Text under study:
★ ★ ★ ★ ★ ★ ★

Tuesday, February 10, 2009

Common Sense Study: Virtual Reality, Television, and Budding Brains

My mother was telling me the other day that someone's done a study on virtual reality, and discovered that, when people are reading and engrossed in a book, what happens in their head is essentially the same as virtual reality.

To which I can only roll my eyes and wonder if my tax dollars went to pay for said study. In other words, duh.

This reminds me of a study I read a year ago on Broadsheet, one that found out that the sight of their baby's smile triggers peaceful, loving hormones in mothers. Gasp! I mean, really. You couldn't just say, figure that out from looking at people?

And yet, it seems like we so often need studies like these, because people's grasp of common sense is so slippery. We need studies like these -- seemingly expensive and unecessary -- to reaffirm the obvious for the mass population that logic brushes only tangentially.

For example, the news this last week or two that bank executives in the US are using government bailout money to give themselves huge bonuses. Everyone's shocked. And all I can say is that you didn't need a PhD in anything so complex as underwater basket weaving to have seen that coming. The assumption that the executives would have been chastened and suddenly behave in a fiscally responsible manner defies even the most basic logic.

If any of the blind people in government or think tanks had asked me for advice, this is what I would have mapped out for them:

A. Greedy people are greedy.
B. Greedy people are generally greedy rather than smart (they use their brains to acquire more of what they're greedy for), and they're certainly never altruistic.
C. Greedy people made decisions that made them lots of money and flattened the economy.
D. The government then gave the greedy people more money, trusting said greedy people to use it wisely.

What do you think happens next?

This is all aside from the common sense realization that an economy based on people buying stuff they don't need with money they don't have is by definition unhealthy, no matter how fast it grows.

Personally, I'd go for a common sense study that researches something more useful than what happens in our brains while we're reading, or even what happens if you hand a bunch of bank executives billions of dollars with no strings attached.

I'd like to lobby hard for a study that goes into depth to examine what happens to the brain development of children exposed to any significant telelvision time before the age of three. I read a survey result recently that found that 45% of American children under age three have a television in their bedrooms. Situations like this, and DVD players in cars are, I'm willing to bet, far more damaging to brain development than, say, being exposed to moderate amounts of wine in utero.

★ ★ ★ ★ ★ ★ ★

[Collected data entries]
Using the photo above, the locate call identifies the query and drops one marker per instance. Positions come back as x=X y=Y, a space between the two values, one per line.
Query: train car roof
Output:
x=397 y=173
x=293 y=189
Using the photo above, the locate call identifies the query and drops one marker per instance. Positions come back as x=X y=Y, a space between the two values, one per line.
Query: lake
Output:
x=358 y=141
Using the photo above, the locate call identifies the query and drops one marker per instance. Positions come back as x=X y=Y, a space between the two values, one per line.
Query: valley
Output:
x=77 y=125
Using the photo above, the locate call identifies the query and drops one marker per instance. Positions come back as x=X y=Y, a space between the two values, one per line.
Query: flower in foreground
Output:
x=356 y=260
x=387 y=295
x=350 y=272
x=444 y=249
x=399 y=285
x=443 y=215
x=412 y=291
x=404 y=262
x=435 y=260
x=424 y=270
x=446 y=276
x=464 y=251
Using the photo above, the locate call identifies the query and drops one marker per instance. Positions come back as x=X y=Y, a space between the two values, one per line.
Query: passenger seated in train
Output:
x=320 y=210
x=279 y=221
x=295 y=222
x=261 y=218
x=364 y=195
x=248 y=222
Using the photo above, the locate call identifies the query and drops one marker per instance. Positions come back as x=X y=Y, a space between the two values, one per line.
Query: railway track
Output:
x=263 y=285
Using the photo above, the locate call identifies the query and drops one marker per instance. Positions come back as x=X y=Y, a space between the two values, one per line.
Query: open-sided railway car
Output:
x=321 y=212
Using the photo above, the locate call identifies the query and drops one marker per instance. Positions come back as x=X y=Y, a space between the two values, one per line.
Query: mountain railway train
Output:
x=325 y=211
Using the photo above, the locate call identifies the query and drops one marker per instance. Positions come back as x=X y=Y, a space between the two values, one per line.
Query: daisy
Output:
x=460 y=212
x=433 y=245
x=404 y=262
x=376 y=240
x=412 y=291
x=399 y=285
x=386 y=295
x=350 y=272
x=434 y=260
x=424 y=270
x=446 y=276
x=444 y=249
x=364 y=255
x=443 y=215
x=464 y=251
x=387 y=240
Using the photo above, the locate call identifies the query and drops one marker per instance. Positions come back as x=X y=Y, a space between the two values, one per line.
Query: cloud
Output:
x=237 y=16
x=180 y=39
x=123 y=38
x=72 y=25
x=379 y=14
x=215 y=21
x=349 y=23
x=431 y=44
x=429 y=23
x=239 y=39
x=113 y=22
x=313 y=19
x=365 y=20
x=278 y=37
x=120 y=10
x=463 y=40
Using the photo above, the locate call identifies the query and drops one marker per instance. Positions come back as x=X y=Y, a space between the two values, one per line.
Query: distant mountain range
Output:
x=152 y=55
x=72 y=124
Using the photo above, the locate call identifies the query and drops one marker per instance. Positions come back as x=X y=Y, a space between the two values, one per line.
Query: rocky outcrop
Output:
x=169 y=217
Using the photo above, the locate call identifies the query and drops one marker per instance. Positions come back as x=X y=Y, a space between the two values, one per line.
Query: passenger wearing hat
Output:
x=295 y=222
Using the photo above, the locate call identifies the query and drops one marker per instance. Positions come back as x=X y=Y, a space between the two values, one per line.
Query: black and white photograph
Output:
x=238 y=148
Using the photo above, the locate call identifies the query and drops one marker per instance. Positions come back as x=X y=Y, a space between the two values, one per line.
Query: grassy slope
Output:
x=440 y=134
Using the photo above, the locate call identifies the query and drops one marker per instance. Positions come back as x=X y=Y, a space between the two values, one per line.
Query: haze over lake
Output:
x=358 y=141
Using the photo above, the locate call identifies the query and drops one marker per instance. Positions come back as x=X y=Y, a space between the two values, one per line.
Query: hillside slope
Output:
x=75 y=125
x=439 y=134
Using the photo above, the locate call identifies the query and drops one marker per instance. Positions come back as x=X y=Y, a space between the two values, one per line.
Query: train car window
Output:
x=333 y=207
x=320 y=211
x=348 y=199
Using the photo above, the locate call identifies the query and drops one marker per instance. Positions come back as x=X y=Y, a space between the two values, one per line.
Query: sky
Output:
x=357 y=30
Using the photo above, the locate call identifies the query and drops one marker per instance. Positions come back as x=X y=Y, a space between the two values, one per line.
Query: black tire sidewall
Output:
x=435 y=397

★ ★ ★ ★ ★ ★ ★

Things to do:
a. List each lettered point that the blog post on common sense studies maps out about greedy people.
b. Set down the passage of the blog post on common sense studies word for word, starting with "This reminds me" and going on through "looking at people?".

Answers below:
a.
A. Greedy people are greedy.
B. Greedy people are generally greedy rather than smart (they use their brains to acquire more of what they're greedy for), and they're certainly never altruistic.
C. Greedy people made decisions that made them lots of money and flattened the economy.
D. The government then gave the greedy people more money, trusting said greedy people to use it wisely.

b.
This reminds me of a study I read a year ago on Broadsheet, one that found out that the sight of their baby's smile triggers peaceful, loving hormones in mothers. Gasp! I mean, really. You couldn't just say, figure that out from looking at people?